- **WORK INSTRUCTION**:
Please repeat the lines below exactly. Begin with the line containing "Guideline: the keypoint for each instance of the dirt" and go on through the line containing "Guideline: the keypoint for each instance of the green bush".

Source data:
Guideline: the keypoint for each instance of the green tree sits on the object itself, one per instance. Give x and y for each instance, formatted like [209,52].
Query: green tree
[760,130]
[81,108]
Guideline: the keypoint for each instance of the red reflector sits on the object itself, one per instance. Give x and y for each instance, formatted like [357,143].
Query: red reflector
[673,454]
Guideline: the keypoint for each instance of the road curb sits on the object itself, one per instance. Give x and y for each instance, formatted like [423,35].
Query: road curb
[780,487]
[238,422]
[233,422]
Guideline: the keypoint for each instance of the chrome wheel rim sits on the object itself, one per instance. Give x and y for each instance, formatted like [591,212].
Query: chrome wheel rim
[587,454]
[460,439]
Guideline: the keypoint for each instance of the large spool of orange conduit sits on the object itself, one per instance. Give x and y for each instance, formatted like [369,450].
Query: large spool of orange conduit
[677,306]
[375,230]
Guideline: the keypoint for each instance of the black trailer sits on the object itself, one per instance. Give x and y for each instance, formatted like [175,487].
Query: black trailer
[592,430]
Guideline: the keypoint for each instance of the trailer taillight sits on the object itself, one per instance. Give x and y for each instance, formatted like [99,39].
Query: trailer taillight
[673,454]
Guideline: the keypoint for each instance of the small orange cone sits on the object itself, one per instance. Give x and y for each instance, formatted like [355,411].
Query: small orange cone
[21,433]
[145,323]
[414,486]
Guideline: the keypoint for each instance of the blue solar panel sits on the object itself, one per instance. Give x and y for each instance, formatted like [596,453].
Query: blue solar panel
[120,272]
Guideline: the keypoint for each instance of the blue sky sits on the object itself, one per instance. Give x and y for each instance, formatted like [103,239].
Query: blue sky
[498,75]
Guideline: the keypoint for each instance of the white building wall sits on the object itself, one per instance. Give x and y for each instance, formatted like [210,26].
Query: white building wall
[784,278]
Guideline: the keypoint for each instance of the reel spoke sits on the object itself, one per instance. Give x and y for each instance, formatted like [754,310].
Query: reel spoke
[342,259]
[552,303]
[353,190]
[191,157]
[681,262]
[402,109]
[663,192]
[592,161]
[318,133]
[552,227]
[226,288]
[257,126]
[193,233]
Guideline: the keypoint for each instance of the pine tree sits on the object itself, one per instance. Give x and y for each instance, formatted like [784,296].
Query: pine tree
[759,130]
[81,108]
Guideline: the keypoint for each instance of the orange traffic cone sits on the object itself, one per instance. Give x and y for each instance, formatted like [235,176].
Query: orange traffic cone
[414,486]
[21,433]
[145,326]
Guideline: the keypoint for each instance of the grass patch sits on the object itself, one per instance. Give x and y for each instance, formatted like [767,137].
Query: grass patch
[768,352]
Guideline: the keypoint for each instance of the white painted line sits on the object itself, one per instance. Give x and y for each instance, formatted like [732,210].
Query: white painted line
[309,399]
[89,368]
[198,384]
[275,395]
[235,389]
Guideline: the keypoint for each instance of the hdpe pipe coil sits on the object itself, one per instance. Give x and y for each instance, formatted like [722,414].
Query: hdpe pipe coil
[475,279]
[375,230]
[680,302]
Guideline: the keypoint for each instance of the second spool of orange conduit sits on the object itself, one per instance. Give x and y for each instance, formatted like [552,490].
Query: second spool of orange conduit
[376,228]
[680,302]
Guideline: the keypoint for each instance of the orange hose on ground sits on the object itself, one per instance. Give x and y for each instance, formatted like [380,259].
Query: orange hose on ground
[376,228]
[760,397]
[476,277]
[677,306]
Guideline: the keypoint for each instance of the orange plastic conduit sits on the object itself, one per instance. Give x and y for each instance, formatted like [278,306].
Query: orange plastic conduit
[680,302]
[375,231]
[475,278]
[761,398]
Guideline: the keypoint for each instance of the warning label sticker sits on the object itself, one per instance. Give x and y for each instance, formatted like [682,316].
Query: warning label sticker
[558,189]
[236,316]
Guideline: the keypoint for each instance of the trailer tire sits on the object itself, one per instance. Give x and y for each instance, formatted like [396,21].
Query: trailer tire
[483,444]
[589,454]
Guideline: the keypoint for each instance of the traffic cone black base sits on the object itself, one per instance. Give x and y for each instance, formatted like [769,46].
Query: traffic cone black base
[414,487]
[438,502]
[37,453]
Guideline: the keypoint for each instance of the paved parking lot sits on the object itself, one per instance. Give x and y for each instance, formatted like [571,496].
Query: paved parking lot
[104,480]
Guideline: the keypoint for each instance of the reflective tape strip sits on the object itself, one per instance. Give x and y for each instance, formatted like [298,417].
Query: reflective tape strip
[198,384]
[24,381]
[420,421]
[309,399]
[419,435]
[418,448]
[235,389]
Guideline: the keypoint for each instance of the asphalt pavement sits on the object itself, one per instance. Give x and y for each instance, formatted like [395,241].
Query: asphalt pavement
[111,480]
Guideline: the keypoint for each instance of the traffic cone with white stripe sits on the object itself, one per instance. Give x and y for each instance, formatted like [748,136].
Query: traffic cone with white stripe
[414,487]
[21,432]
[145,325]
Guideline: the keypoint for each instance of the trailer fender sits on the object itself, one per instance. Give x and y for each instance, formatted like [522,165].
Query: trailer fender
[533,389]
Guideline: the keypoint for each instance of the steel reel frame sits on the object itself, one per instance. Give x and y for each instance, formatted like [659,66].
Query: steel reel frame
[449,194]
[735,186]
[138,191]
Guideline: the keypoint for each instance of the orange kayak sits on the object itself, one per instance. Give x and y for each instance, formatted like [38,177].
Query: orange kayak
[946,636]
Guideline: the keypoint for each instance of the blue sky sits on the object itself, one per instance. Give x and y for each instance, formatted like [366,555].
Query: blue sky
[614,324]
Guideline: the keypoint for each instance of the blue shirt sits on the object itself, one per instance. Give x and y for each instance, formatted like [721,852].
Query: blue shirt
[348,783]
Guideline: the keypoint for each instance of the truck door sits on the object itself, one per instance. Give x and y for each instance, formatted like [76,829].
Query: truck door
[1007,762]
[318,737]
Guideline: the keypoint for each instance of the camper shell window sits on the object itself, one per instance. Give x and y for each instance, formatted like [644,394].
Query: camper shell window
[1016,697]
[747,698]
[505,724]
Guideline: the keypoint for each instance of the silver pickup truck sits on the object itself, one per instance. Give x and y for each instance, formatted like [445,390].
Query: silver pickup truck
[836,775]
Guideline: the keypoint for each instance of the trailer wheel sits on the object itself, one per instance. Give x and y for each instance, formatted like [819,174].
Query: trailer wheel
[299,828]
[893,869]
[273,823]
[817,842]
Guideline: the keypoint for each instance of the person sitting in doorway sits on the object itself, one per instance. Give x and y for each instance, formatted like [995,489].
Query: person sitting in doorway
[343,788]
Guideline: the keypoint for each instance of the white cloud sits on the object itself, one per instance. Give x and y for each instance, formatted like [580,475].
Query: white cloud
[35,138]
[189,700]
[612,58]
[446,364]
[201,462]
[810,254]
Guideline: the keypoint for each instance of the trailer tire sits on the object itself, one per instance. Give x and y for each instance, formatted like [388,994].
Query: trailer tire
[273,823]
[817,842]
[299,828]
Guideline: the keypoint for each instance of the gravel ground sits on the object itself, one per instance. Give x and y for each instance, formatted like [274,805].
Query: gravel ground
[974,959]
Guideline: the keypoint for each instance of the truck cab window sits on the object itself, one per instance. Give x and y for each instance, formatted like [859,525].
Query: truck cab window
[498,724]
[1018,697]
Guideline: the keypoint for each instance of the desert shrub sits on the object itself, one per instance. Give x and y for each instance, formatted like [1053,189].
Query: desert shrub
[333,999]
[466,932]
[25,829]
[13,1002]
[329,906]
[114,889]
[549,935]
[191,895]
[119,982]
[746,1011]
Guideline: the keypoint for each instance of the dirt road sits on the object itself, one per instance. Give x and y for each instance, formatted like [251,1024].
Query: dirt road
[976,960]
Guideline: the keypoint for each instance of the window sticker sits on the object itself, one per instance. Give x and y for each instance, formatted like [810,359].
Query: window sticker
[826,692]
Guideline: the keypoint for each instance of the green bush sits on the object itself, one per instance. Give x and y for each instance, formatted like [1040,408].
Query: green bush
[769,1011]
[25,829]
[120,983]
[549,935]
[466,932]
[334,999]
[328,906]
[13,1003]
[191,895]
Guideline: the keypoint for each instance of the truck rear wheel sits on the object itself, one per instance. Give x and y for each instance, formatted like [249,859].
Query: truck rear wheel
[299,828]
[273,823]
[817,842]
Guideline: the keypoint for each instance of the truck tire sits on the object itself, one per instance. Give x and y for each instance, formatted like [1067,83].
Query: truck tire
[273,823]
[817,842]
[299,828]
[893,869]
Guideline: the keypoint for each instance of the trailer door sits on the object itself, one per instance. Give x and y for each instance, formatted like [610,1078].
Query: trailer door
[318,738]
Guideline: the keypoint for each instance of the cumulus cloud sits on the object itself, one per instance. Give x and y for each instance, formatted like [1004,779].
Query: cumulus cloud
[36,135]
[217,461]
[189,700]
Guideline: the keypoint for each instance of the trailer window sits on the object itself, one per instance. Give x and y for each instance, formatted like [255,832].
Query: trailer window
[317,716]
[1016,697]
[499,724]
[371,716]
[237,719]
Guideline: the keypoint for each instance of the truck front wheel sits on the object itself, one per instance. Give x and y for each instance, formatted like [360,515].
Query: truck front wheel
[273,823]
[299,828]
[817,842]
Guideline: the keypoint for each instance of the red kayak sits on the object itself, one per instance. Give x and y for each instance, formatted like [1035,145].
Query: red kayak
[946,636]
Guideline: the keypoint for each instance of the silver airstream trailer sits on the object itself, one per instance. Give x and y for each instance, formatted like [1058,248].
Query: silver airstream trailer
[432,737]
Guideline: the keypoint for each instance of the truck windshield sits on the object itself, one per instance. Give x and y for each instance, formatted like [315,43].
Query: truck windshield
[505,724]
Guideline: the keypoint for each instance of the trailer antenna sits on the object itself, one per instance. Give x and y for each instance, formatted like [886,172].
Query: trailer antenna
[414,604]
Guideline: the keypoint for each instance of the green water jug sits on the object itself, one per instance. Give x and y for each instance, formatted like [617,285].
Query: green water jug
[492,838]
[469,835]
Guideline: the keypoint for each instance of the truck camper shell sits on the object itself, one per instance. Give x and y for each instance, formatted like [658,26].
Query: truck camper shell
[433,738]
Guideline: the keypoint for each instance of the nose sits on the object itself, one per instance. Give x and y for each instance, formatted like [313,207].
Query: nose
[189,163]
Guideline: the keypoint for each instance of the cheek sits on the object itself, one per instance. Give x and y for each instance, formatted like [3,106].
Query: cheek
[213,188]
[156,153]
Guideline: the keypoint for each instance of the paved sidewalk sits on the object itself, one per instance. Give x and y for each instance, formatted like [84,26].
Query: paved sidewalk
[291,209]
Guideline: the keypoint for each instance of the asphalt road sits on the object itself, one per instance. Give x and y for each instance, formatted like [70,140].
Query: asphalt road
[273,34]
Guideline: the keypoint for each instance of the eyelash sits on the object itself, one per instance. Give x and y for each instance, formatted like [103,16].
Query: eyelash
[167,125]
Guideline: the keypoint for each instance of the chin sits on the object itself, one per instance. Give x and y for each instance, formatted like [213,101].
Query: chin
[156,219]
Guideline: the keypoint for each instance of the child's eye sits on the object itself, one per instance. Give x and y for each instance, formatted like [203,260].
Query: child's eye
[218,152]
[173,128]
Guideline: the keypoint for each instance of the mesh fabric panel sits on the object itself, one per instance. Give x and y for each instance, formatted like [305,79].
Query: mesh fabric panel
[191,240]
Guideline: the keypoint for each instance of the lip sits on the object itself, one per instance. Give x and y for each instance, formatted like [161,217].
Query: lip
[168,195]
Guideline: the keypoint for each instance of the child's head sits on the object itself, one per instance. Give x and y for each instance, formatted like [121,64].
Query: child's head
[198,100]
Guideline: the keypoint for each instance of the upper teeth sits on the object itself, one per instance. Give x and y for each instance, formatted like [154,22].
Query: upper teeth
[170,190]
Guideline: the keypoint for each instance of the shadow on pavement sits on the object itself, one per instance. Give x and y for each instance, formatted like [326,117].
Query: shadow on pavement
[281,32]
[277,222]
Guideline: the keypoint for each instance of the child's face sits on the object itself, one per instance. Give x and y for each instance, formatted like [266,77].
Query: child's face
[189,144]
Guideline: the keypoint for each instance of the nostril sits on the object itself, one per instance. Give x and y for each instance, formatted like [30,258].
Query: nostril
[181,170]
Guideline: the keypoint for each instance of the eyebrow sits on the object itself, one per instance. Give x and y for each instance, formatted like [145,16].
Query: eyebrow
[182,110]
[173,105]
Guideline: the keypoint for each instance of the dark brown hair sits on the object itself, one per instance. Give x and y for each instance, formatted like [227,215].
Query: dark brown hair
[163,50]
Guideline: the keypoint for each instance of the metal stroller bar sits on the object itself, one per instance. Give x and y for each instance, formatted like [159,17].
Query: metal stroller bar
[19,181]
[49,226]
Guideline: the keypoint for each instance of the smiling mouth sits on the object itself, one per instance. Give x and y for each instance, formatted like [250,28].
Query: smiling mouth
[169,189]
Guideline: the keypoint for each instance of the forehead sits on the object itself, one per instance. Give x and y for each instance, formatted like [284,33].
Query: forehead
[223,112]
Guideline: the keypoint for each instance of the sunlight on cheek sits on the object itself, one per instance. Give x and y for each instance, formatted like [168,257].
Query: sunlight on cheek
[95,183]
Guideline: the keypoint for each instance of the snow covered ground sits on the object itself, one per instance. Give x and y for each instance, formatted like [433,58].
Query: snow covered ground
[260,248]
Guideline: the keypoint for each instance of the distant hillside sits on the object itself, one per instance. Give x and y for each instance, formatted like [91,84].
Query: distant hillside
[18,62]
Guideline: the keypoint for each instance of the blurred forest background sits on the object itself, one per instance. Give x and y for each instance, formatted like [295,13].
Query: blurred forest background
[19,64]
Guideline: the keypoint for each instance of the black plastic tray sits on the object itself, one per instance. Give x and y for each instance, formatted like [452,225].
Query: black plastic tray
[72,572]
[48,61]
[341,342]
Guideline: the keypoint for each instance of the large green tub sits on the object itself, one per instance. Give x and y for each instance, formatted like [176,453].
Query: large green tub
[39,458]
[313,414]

- **SOLUTION FOR THIS EXERCISE**:
Guideline: the keypoint for each instance of the dirt road sits on the object itself, one per instance. Give x and y for each instance, formatted like [251,1024].
Query: dirt road
[976,960]
Guideline: the keypoint for each instance of the window sticker sits on the object itself, one per instance. Give x and y for each instance, formatted like [810,359].
Query: window sticker
[826,692]
Guideline: the keypoint for each instance of the green bush sits on the object itself, one per instance. Give x and y for each instance, formatted like [1040,408].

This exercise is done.